• **Instructions to follow**: Your task is to transcribe all the entries exactly, excluding pictures.

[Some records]
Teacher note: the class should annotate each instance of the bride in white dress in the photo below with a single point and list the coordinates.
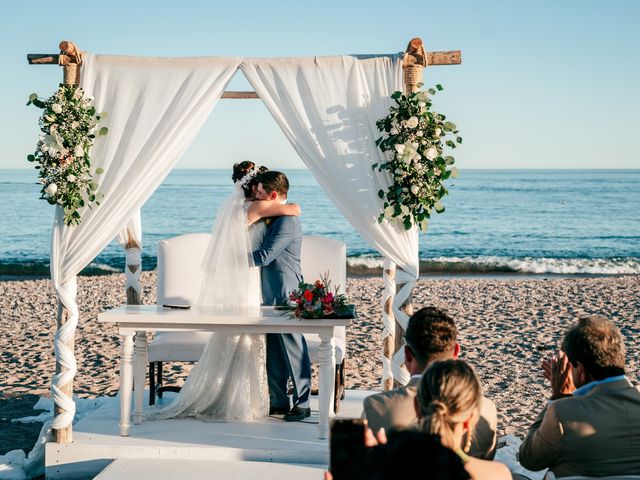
(229, 381)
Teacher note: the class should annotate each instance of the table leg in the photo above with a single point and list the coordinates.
(140, 361)
(326, 377)
(126, 380)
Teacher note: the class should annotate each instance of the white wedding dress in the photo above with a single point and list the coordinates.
(229, 382)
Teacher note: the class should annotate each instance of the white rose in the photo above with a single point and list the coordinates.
(388, 212)
(431, 153)
(51, 189)
(412, 122)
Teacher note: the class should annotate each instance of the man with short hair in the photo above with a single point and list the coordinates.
(431, 336)
(591, 425)
(279, 258)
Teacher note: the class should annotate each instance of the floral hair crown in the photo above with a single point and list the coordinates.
(244, 181)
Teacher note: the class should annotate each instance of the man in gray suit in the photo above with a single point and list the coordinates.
(279, 256)
(431, 336)
(591, 425)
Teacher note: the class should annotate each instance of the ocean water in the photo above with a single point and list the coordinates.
(570, 222)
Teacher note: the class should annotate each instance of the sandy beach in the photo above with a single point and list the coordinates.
(506, 327)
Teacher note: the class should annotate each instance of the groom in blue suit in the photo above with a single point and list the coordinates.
(279, 256)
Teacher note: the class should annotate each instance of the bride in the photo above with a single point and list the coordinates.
(229, 381)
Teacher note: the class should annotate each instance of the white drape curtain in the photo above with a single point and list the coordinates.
(155, 106)
(327, 107)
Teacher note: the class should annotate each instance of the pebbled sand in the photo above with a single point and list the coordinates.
(506, 327)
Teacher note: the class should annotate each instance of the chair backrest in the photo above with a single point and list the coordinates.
(180, 274)
(321, 254)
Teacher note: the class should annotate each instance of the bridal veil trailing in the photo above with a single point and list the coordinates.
(229, 381)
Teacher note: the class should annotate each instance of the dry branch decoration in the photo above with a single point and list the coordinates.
(69, 124)
(414, 138)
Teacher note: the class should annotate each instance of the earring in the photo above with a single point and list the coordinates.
(467, 445)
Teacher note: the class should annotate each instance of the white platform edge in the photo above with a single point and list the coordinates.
(96, 442)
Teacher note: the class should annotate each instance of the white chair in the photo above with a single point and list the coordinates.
(550, 476)
(179, 281)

• **Finished answer**:
Teacher note: the class should annotate each instance of the bride in white dress in the photo below with a single point and list the coordinates.
(229, 381)
Teacher note: the class should annotate each instance of the table leg in the photo above with a single point and list the coordinates.
(140, 361)
(326, 377)
(126, 380)
Teacher note: the class should annotate each instance of the white wedding dress in the photo above with a single point and list the coordinates.
(229, 382)
Teacher note: the class should annotate each instance of the white rose in the photo above with a single point and list the coordinates.
(388, 212)
(431, 153)
(51, 189)
(412, 122)
Teacher note: the class should annotate each instance of the man with short hair in the photo above with a single point and list the coordinates.
(431, 336)
(591, 425)
(279, 258)
Teacher note: the class should annotate each instance of the floral hair crown in the photo above with a single point and list the coordinates.
(244, 181)
Teacher note: the class should annotate each instance of the man in gray suit in the photo above with a single point and list the coordinates.
(279, 256)
(431, 336)
(591, 425)
Teacher note: the class should annotate each instance of the ocean water in the photo above with a single point and list the coordinates.
(570, 222)
Teacher note: the class should annotate each instance of the sandy beach in the photo above with a single point and list the coordinates.
(506, 327)
Teacher note: the class should annotate each instance of the groom in blue suit in the photo above with a single point and list the coordinates.
(279, 256)
Teacher note: the class should annotate each instance of the bride in the photo above with a single point and list the coordinates.
(229, 381)
Teacher note: the class should annotate each instance of the white drape curtain in the photo above with a single point and list the coordinates.
(155, 106)
(327, 107)
Teacher note: the class should annotate each instance of the pebbled sand in the photo above with a single point and list the coordinates.
(506, 327)
Teacher note: the class should annotate each instance of the chair backrest in the photo above with a single point and list the coordinates.
(180, 274)
(321, 254)
Teacher note: the class should annotate each instance of the bridal veil trailing in the photo above with a single point and list the coordinates.
(229, 381)
Teacher note: the class should annotate each instance of the dry branch decoration in the photo above with a single point and list the coordinates.
(69, 124)
(414, 138)
Teacher note: the class should annotate each instance of the earring in the photo above with a single point and list the coordinates.
(467, 445)
Teacher note: the class should annotate each instance of the white platform edge in the photo above with a single point and list the coordinates.
(96, 442)
Teacher note: the class should annotate each instance of the white chair in the photo above with a single point and list the coordinates.
(550, 476)
(179, 281)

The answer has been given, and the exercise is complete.